■ **EXERCISE DETAILS**:
Put the lines below into a Markdown table with the columns Row and Entry, starting with the line that contains "the goalkeeper in" and going on through the line that contains "[(989, 166), (638, 68)]". Give each line its row number and leave out any blank lines.

Saved entries:
+--

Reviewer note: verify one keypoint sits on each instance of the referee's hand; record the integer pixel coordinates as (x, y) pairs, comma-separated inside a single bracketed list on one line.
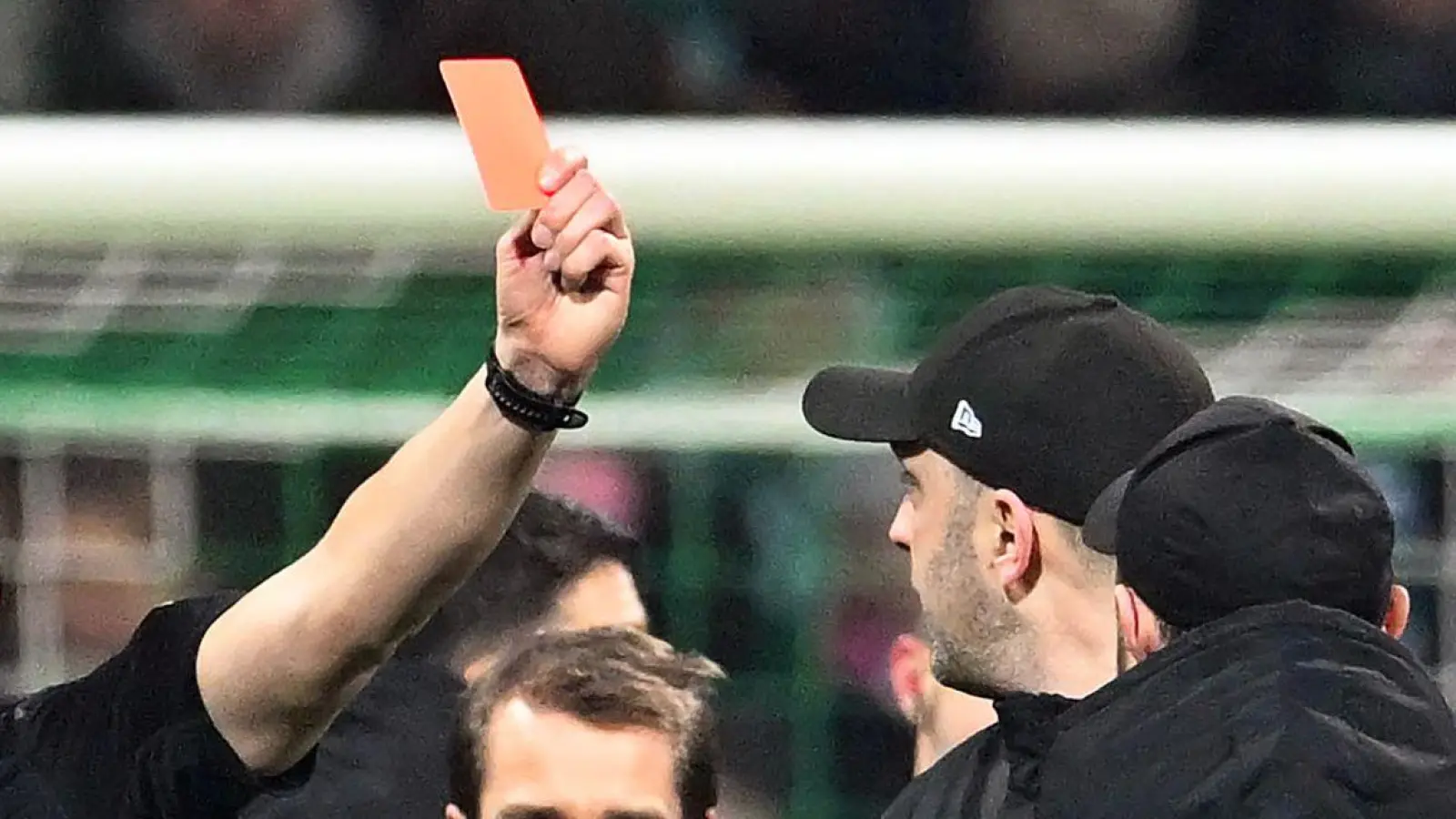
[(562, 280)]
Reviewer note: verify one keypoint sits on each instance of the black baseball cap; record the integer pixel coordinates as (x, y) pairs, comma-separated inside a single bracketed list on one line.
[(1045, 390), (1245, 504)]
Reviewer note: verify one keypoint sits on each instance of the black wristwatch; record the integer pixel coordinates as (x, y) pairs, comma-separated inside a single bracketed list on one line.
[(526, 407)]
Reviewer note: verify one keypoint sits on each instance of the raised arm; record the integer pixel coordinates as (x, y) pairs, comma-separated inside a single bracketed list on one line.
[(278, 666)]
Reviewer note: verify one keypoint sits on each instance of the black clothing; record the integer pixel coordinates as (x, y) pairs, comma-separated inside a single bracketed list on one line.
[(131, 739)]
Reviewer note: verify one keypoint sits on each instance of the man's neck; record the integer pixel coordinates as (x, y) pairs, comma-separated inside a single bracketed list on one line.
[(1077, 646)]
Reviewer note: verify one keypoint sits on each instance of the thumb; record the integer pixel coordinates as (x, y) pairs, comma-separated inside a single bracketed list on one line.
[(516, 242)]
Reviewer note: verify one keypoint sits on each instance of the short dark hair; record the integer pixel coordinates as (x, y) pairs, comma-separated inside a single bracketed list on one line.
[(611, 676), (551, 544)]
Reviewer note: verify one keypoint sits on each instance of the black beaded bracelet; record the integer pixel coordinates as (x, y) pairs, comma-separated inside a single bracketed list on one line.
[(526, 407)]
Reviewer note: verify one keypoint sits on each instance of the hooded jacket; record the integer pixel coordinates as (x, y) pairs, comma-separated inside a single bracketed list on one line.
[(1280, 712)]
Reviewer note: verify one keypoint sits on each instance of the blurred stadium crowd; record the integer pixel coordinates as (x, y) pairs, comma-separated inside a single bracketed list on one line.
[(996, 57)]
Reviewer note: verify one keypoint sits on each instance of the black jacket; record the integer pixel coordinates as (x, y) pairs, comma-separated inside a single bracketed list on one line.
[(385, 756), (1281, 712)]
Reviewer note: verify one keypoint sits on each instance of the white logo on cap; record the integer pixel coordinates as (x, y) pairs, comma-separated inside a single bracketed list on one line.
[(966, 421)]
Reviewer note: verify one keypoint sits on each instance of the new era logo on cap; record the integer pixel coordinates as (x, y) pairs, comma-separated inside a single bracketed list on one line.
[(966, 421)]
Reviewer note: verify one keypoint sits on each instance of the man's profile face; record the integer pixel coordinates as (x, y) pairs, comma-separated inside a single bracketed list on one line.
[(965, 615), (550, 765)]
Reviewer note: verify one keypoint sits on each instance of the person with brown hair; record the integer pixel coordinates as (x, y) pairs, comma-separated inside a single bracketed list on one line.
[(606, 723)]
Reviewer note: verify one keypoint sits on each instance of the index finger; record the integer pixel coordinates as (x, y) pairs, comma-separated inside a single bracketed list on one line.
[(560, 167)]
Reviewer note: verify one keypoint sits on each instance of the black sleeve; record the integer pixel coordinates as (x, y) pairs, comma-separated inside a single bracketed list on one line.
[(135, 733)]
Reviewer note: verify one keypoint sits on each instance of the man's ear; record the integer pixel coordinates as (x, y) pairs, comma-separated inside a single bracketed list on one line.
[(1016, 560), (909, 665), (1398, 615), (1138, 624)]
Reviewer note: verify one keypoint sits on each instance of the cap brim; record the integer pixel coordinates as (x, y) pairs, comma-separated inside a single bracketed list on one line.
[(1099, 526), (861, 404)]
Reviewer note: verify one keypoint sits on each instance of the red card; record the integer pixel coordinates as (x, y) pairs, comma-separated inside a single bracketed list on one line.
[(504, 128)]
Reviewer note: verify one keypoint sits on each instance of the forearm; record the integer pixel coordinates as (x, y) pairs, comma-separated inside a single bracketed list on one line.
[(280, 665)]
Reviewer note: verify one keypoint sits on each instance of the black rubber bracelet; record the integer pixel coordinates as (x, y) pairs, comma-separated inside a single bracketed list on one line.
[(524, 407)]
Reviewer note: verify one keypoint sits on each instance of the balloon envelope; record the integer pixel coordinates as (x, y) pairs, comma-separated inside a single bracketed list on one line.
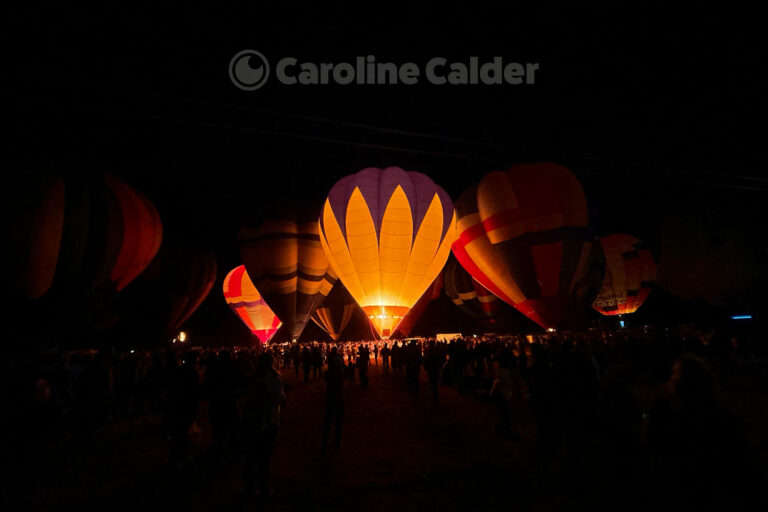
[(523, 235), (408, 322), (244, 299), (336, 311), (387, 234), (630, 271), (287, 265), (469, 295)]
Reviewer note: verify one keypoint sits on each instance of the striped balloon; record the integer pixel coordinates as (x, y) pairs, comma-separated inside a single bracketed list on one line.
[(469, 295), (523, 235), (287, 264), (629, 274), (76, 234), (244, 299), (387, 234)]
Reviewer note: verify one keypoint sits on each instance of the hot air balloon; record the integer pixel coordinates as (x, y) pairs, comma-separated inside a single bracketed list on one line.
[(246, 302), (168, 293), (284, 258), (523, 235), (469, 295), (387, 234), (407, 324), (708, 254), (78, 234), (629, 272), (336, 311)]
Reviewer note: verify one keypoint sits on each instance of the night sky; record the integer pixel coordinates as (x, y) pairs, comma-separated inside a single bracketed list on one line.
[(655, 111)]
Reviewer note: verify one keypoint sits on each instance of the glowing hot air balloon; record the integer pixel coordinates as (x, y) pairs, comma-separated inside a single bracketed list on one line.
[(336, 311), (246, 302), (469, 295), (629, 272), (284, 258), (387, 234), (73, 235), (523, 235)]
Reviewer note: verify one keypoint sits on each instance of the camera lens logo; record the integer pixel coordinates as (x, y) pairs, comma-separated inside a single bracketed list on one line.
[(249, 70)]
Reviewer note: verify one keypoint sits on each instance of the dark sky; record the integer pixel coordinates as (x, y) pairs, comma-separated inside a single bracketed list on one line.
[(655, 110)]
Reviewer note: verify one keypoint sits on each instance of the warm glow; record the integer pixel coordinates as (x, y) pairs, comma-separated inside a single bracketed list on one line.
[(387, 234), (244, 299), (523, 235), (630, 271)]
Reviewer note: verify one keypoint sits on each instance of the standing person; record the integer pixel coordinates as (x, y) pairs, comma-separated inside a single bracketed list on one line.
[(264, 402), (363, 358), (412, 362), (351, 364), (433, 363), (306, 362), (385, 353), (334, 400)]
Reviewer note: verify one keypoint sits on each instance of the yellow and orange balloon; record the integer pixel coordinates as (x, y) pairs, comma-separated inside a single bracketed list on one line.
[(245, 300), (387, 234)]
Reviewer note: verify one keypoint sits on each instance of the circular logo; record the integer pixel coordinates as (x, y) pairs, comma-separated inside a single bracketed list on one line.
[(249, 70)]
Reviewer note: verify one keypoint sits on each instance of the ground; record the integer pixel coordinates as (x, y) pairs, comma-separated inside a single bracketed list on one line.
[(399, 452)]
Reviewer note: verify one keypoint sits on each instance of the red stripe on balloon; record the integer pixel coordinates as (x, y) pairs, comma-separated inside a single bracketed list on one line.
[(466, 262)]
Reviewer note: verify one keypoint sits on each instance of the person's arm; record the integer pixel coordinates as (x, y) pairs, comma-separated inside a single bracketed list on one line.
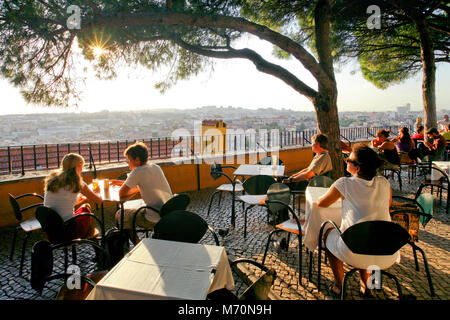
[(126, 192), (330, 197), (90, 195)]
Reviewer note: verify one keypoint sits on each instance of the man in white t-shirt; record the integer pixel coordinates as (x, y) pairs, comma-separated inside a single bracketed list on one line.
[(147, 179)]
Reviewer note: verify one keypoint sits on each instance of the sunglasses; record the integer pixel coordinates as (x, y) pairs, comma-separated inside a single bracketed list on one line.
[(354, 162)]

+--

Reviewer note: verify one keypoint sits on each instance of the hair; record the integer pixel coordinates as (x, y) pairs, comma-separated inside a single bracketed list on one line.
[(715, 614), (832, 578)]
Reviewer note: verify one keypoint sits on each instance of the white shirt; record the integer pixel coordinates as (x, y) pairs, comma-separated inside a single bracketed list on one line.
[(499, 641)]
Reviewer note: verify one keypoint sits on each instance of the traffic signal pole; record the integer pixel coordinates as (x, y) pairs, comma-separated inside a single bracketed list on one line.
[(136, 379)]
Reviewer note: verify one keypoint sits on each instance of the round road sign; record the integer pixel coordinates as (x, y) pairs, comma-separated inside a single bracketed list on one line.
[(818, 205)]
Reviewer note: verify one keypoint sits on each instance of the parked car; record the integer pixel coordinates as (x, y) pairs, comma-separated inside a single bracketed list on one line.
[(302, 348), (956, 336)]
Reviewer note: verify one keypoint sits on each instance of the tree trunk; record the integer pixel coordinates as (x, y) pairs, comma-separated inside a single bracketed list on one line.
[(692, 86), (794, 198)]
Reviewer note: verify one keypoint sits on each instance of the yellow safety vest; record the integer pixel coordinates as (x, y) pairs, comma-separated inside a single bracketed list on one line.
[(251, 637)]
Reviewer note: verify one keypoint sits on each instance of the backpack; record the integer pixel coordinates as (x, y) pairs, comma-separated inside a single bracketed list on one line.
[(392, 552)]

+--

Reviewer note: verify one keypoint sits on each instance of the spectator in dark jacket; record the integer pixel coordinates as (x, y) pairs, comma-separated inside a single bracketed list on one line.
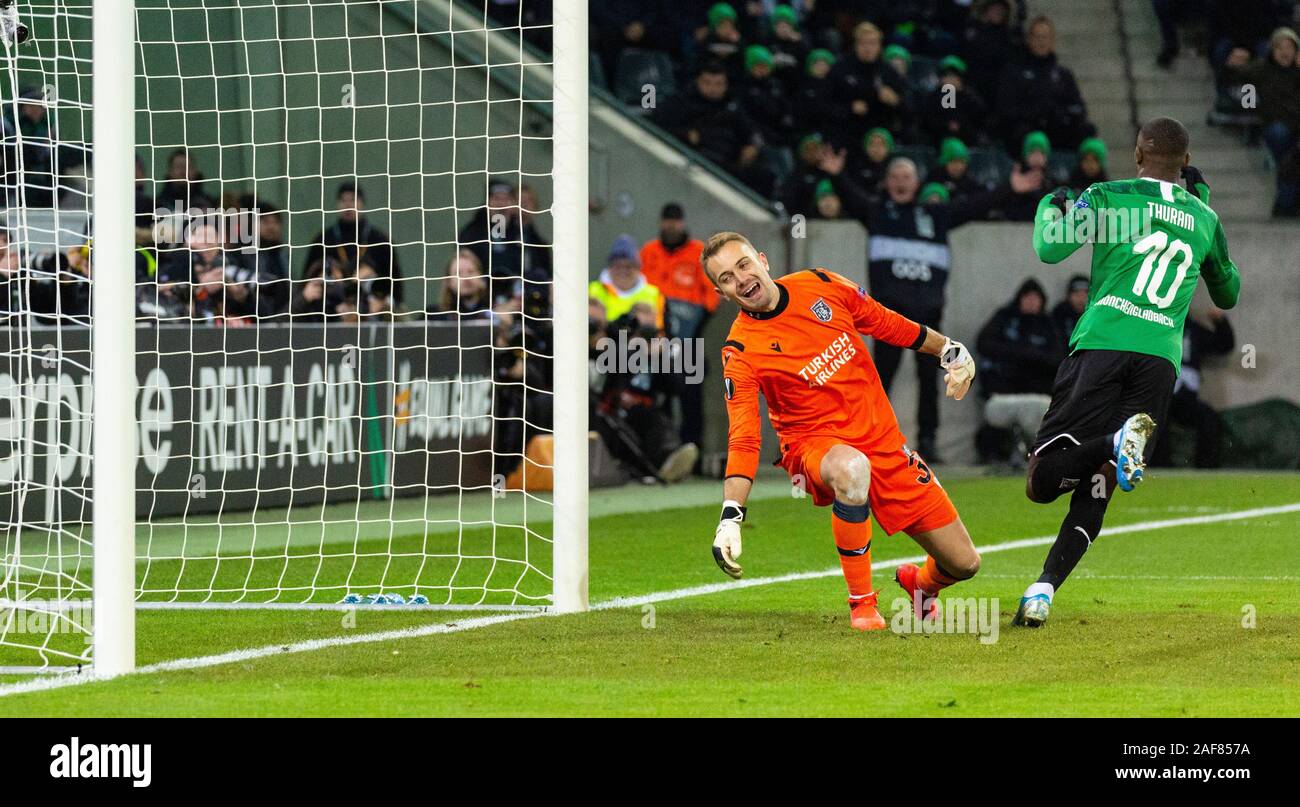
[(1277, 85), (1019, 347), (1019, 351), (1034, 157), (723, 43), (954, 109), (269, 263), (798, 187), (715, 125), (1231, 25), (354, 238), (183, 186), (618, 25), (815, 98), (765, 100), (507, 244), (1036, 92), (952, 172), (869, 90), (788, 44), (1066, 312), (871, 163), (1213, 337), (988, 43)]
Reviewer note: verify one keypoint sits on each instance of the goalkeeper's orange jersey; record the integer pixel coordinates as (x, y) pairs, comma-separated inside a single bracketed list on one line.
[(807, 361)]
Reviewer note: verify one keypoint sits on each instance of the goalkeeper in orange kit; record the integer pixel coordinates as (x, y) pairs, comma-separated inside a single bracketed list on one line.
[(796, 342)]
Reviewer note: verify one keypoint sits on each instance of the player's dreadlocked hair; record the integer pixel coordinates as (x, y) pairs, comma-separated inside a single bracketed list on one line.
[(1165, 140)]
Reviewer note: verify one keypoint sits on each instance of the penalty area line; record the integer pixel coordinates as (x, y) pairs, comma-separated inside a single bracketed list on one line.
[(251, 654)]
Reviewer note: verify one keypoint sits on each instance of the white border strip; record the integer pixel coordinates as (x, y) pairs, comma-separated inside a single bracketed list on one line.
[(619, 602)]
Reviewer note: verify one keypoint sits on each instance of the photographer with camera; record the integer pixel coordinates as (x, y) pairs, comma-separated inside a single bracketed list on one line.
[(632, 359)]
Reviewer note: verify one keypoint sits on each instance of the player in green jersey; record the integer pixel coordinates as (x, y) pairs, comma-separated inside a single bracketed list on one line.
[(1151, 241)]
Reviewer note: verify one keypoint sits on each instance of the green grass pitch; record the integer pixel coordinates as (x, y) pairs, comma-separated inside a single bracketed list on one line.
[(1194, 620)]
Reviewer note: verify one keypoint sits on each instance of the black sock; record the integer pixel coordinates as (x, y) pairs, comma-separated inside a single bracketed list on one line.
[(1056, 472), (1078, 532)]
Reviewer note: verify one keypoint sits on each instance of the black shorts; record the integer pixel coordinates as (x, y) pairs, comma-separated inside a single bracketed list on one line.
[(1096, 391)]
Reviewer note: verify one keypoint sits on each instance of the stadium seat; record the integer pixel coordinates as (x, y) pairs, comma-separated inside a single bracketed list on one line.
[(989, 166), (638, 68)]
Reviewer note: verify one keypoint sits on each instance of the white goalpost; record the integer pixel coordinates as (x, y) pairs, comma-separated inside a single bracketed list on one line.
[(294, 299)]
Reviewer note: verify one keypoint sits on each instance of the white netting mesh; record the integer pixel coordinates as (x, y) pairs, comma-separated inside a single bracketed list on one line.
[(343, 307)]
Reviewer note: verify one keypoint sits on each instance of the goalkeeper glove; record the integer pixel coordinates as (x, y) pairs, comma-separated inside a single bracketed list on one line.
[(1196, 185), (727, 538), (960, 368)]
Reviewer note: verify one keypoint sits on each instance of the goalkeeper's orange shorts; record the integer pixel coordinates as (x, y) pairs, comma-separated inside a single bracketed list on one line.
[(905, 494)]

+--

■ **EXERCISE ANSWER**:
| Row | Entry |
|---|---|
| 1 | Reviewer note: verify one keypoint sits on each instance of the goalkeeper in orange kit; record the integer pixel coordinates as (x, y) pairs, comma-separated inside a single bracketed list on one line. |
| 2 | [(796, 342)] |
| 3 | Reviewer note: verify one keypoint sits on each instance of the player's dreadlocked hair; record the integer pixel coordinates as (x, y) pairs, comma-separated inside a single bracketed list on one line. |
| 4 | [(1165, 140)] |
| 5 | Reviewer note: verify one keypoint sits on each instance of the penalty area line; record the integer pixel coordinates as (x, y) pairs, comma-separated inside a single bracketed list on one line. |
| 6 | [(251, 654)] |
| 7 | Reviewer note: verify one keypoint sits on each instance of the white border strip; record the integer pixel coordinates as (x, y) pairs, comma-separated inside a single bracketed list on one line. |
| 8 | [(619, 602)] |
| 9 | Reviewer note: verify one keypoint sits on each instance of the photographer with camera; record the integer pixel coordinates as (x, y) pairs, comma-separated inside a single bracketed list on one line. |
| 10 | [(632, 359)] |
| 11 | Reviewer note: verify one keypoint sits on each instance of the player in green jersey; record the integer pixel coordinates as (x, y) pairs, comma-separated inside a single bracketed list on one line. |
| 12 | [(1151, 241)] |
| 13 | Reviewer note: verify one keypoint sits on each instance of the green grass pitch; record the integer pixel coordinates as (x, y) pairs, comma-separated inside a single bracketed list on one line. |
| 14 | [(1194, 620)] |
| 15 | Reviewer note: verify one keypoint sits on each instance of the black sock; record the integer pixel coordinates as (x, y) pairs, comma-separated inside a single bracketed list on one line. |
| 16 | [(1056, 472), (1078, 532)] |
| 17 | Reviewer note: verify one keypoint sits on each instance of the black shorts; record the integer pixel coordinates as (x, y) pairs, comma-separated inside a single bracketed list on one line. |
| 18 | [(1096, 391)] |
| 19 | Reviewer note: verify one keypoint sits on each instance of the stadium seat; record the integer pixel coordinates as (x, y) pairs, comma-separated inside a single bracketed list on one line. |
| 20 | [(989, 166), (638, 68)] |